* Source material:
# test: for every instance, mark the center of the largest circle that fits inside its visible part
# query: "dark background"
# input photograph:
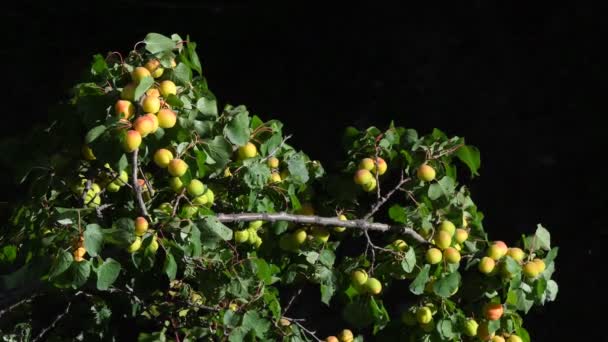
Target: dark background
(524, 84)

* Work required: In your copy, repeat each record exactly and include no pictures.

* Answer for the task:
# test: for every instance, mark the center of the largest circle that fits inside its visible part
# query: "dark background"
# input photograph:
Target: dark background
(524, 84)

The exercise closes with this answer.